#### PAGE EXCERPT
----
The nursing profession is one of the fastest growing careers in the United States. The number of employed registered nurses is expected to grow 26% from 2010 to 2020, making it the top occupation in terms of job growth. Licensed practical nurses and licensed vocational nurses are expected to increase 22%. Even during the economic downturn, 182,000 RNs were employed.
The high demand for nurses and healthcare workers in general can be attributed to the growing and aging population. By 2025, there will have been 50 million more Americans than there were in 2006, and every day for the next twenty years 10,000 Americans will reach 65 years. By year 2020, four out of every ten patient visits will be by baby boomers.
Because of the aging baby boom generation, the demand for healthcare will continue to grow at a high rate, so much so that by 2030 the U.S. is projected to have a shortage of more than 900,000 nurses. The Affordable Care Act law will further raise the demand as the law expands insurance coverage to more than 30 million Americans by 2014.
The increase in nursing school enrolment is at best only modest and far from sufficient to meet the demand. In 2011, the increase was only a little over 5%. At the same time, however, the average age of nurses has gone up and more and more nurses are nearing retirement age. It is predicted that nurses over 50 years old will soon comprise about a quarter of the entire RN population.
Given the magnitude of the shortfall and the imminence of the surge in demand, domestic measures will no longer be sufficient to avert the shortage. Immigration rules that have been in place specifically to restrict the entry of foreign-educated nurses must be changed in order to ensure that patient care is not compromised.
For instance, most RNs do not qualify for the H-1B visa for “specialty occupations” because employers generally do not require a bachelor’s degree for the position. To be eligible for H-1B classification, an RN would have to be in a supervisory or very specialized position.
----
#### GIVEN DATA

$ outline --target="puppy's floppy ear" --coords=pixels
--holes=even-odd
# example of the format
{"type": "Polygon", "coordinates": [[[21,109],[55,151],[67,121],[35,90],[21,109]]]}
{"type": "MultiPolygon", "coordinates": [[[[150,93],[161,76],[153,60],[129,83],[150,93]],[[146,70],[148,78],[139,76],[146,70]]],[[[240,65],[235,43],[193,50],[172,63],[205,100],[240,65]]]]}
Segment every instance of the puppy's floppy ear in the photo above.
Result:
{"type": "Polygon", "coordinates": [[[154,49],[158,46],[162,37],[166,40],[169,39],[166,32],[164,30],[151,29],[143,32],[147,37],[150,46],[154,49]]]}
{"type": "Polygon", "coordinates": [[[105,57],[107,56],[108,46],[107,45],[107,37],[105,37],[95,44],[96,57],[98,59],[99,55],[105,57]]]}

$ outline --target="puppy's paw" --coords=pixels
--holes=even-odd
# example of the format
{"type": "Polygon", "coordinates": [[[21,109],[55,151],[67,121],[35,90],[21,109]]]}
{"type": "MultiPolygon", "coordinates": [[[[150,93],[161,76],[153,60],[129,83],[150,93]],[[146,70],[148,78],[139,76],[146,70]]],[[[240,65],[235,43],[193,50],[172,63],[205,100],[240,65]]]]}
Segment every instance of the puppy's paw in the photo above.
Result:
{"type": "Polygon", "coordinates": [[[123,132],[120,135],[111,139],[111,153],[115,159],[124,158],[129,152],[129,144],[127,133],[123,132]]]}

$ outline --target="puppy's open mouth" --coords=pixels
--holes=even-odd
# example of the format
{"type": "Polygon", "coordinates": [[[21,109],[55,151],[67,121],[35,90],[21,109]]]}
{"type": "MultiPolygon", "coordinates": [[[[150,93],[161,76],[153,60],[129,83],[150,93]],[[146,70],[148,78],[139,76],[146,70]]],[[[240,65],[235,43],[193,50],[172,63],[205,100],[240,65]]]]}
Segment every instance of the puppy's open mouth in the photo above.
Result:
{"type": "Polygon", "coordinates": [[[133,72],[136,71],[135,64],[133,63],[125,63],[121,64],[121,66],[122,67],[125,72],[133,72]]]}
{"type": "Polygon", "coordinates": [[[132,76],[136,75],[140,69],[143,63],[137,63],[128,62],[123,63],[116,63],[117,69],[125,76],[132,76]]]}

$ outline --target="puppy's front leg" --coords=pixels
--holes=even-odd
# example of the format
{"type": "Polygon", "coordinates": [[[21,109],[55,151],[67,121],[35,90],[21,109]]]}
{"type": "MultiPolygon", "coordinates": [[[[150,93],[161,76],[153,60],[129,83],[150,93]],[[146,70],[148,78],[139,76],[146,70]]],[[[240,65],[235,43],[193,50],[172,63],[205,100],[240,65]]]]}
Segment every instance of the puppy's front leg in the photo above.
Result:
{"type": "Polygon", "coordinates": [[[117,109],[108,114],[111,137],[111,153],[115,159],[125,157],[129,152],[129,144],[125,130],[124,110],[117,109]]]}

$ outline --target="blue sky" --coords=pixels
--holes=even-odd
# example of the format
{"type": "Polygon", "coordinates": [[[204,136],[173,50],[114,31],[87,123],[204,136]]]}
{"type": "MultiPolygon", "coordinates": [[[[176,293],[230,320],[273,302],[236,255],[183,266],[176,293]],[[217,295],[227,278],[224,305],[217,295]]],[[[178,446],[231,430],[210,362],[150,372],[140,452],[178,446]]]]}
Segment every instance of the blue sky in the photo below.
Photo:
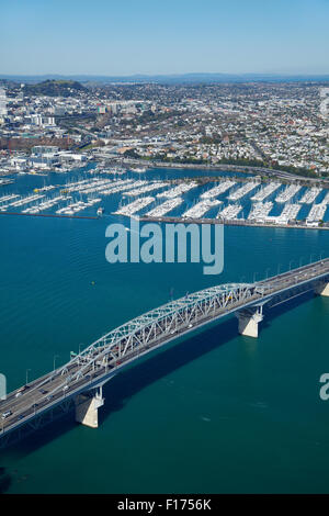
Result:
{"type": "Polygon", "coordinates": [[[0,0],[0,74],[329,72],[329,0],[0,0]]]}

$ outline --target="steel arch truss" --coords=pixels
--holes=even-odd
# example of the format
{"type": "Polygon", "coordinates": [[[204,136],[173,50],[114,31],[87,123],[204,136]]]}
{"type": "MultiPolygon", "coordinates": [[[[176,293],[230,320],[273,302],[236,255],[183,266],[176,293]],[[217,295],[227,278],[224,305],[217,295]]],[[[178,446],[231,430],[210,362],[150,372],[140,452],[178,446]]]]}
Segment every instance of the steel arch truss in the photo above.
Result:
{"type": "Polygon", "coordinates": [[[252,296],[252,284],[232,283],[186,294],[107,333],[54,374],[66,372],[68,373],[66,382],[72,383],[81,380],[90,371],[104,367],[113,368],[143,348],[151,347],[162,340],[167,341],[175,334],[200,324],[202,319],[213,318],[218,312],[229,311],[239,303],[246,303],[252,296]]]}

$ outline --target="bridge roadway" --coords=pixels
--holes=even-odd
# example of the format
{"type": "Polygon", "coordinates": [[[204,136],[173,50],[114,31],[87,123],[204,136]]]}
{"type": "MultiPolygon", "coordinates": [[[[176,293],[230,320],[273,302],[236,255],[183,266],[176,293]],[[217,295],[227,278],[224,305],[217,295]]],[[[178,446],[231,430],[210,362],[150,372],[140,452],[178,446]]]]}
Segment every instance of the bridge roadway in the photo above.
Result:
{"type": "Polygon", "coordinates": [[[246,307],[264,304],[295,288],[314,290],[329,282],[329,258],[270,277],[256,283],[236,283],[186,294],[116,328],[81,351],[65,366],[29,383],[22,394],[15,390],[0,401],[0,441],[7,434],[30,424],[37,416],[72,403],[78,394],[92,392],[123,367],[143,355],[246,307]],[[160,315],[159,315],[160,314],[160,315]]]}

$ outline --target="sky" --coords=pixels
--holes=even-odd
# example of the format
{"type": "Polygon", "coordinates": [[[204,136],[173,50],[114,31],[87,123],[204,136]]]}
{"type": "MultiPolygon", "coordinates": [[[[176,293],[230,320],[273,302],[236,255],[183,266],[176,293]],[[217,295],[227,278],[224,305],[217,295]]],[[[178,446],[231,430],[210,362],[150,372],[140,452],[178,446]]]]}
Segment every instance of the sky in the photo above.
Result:
{"type": "Polygon", "coordinates": [[[328,20],[329,0],[0,0],[0,74],[328,74],[328,20]]]}

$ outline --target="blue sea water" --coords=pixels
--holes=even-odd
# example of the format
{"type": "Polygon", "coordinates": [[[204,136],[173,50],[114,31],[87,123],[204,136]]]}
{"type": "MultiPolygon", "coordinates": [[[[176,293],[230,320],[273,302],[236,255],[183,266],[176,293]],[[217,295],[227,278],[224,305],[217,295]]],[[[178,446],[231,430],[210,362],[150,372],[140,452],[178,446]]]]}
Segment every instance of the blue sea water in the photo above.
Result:
{"type": "MultiPolygon", "coordinates": [[[[10,390],[26,369],[43,374],[54,357],[64,363],[171,295],[329,254],[328,232],[229,226],[219,276],[204,276],[202,263],[110,265],[113,221],[0,216],[0,370],[10,390]]],[[[328,314],[329,299],[306,296],[266,314],[257,340],[229,317],[155,351],[106,385],[99,429],[71,415],[2,452],[7,492],[329,492],[329,402],[319,399],[328,314]]]]}

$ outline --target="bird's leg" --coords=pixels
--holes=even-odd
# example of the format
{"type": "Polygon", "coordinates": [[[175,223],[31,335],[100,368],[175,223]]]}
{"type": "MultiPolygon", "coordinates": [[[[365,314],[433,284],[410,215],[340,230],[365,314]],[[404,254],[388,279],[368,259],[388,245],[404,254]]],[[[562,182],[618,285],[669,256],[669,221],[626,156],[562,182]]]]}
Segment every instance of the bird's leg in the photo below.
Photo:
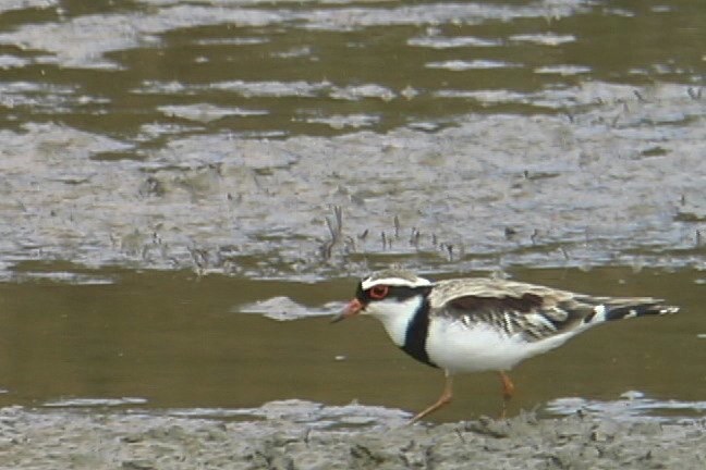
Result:
{"type": "Polygon", "coordinates": [[[504,371],[500,371],[500,381],[502,382],[502,410],[500,411],[500,419],[504,419],[508,401],[510,401],[510,398],[514,394],[514,384],[504,371]]]}
{"type": "Polygon", "coordinates": [[[407,424],[414,424],[415,422],[419,421],[422,418],[426,417],[427,415],[433,413],[434,411],[438,410],[445,405],[448,405],[451,401],[451,398],[453,398],[453,378],[449,373],[449,371],[445,372],[446,374],[446,381],[443,384],[443,392],[441,392],[441,396],[439,397],[438,400],[428,408],[426,408],[424,411],[418,412],[407,424]]]}

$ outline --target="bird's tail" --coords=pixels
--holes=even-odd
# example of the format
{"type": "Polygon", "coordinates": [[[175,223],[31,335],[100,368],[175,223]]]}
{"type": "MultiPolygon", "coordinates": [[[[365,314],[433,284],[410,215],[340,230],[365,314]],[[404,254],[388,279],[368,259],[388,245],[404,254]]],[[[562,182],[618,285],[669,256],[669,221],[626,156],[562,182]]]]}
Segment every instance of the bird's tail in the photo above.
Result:
{"type": "Polygon", "coordinates": [[[584,323],[595,324],[634,317],[670,314],[679,311],[679,307],[666,305],[664,300],[650,297],[594,298],[594,301],[596,300],[599,302],[594,307],[593,314],[584,318],[584,323]]]}

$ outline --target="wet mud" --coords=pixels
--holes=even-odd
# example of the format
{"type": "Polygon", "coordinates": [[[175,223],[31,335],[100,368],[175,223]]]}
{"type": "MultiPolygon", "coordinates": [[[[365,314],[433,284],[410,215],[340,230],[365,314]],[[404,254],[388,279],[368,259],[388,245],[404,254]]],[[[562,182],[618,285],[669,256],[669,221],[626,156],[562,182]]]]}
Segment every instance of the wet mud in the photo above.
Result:
{"type": "Polygon", "coordinates": [[[1,2],[0,468],[704,468],[705,21],[1,2]],[[319,318],[391,263],[683,309],[404,426],[437,375],[319,318]]]}
{"type": "MultiPolygon", "coordinates": [[[[360,406],[268,404],[257,421],[0,410],[0,468],[698,469],[706,423],[576,413],[434,426],[360,406]]],[[[252,418],[251,418],[252,419],[252,418]]]]}

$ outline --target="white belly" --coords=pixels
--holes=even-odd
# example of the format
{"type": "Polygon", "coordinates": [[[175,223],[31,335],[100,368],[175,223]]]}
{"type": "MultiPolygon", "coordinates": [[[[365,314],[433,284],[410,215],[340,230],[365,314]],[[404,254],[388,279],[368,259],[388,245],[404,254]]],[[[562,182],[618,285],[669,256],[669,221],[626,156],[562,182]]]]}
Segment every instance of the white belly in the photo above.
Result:
{"type": "Polygon", "coordinates": [[[462,322],[435,321],[429,325],[426,350],[429,359],[454,372],[509,370],[518,362],[546,352],[573,336],[564,333],[527,343],[521,336],[507,336],[486,325],[466,326],[462,322]]]}

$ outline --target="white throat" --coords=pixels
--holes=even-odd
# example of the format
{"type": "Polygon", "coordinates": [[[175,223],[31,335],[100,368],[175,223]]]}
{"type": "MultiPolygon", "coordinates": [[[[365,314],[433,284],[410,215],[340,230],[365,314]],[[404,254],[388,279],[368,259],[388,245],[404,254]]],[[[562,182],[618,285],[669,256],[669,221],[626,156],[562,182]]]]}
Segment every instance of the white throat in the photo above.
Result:
{"type": "Polygon", "coordinates": [[[402,301],[394,298],[379,300],[369,304],[365,313],[380,320],[392,342],[398,346],[404,346],[407,327],[423,301],[422,295],[402,301]]]}

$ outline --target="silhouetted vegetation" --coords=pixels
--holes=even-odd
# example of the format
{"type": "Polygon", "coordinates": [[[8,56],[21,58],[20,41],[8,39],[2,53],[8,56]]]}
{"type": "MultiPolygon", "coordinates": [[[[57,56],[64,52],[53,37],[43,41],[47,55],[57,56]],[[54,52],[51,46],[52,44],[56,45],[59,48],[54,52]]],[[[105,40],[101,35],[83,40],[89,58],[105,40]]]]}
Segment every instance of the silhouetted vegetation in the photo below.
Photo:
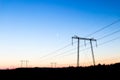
----
From the nursing shortage text, return the passage that begins at the words "The increase in" and stops after the words "is not compromised.", copied word for word. The data can be set aside here.

The increase in nursing school enrolment is at best only modest and far from sufficient to meet the demand. In 2011, the increase was only a little over 5%. At the same time, however, the average age of nurses has gone up and more and more nurses are nearing retirement age. It is predicted that nurses over 50 years old will soon comprise about a quarter of the entire RN population.
Given the magnitude of the shortfall and the imminence of the surge in demand, domestic measures will no longer be sufficient to avert the shortage. Immigration rules that have been in place specifically to restrict the entry of foreign-educated nurses must be changed in order to ensure that patient care is not compromised.